» Task brief
State how many lines in the data below contain the word "rear", and reply with that number alone.

+ + + +

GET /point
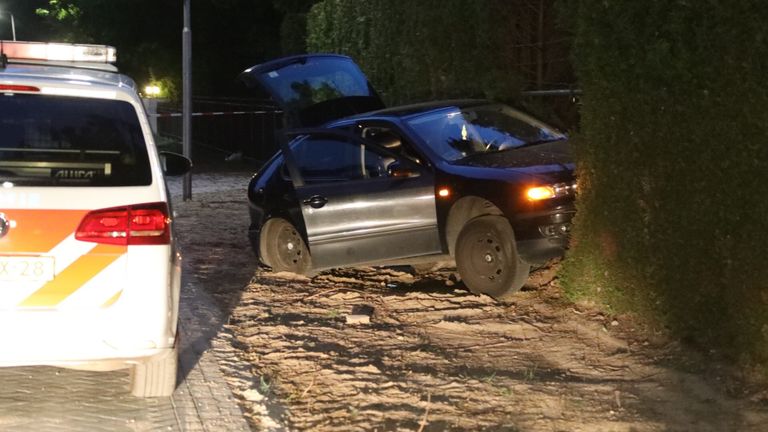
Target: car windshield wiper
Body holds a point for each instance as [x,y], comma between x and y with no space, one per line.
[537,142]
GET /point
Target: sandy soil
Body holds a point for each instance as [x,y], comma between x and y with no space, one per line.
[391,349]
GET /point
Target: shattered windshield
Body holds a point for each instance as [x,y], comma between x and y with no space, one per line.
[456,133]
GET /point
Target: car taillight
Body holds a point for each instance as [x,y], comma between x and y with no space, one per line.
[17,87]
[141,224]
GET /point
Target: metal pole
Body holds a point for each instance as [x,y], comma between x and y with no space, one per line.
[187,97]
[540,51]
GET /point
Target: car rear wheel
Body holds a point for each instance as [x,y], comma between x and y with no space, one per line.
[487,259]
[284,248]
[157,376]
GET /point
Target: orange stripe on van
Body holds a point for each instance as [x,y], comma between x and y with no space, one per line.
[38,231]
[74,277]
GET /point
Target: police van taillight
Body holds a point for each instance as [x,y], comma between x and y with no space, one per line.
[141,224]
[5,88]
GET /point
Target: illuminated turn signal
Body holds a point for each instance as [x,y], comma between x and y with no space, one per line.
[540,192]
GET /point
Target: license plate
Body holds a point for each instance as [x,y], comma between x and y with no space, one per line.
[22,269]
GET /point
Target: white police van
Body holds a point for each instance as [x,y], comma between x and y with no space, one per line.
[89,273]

+ + + +

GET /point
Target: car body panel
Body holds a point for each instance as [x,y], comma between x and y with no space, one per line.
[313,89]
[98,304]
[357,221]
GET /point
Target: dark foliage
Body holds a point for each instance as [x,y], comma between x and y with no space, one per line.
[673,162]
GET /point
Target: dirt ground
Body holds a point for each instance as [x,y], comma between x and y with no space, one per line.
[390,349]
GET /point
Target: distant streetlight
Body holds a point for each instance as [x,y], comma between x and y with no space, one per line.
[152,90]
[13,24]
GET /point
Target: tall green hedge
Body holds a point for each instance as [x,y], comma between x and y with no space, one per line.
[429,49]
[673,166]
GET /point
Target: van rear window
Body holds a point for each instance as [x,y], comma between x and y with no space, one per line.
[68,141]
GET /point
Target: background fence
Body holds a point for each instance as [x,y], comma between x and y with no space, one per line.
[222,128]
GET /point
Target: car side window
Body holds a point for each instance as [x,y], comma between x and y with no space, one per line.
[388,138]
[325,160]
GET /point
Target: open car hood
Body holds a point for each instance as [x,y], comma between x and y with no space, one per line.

+ + + +

» Problem solution
2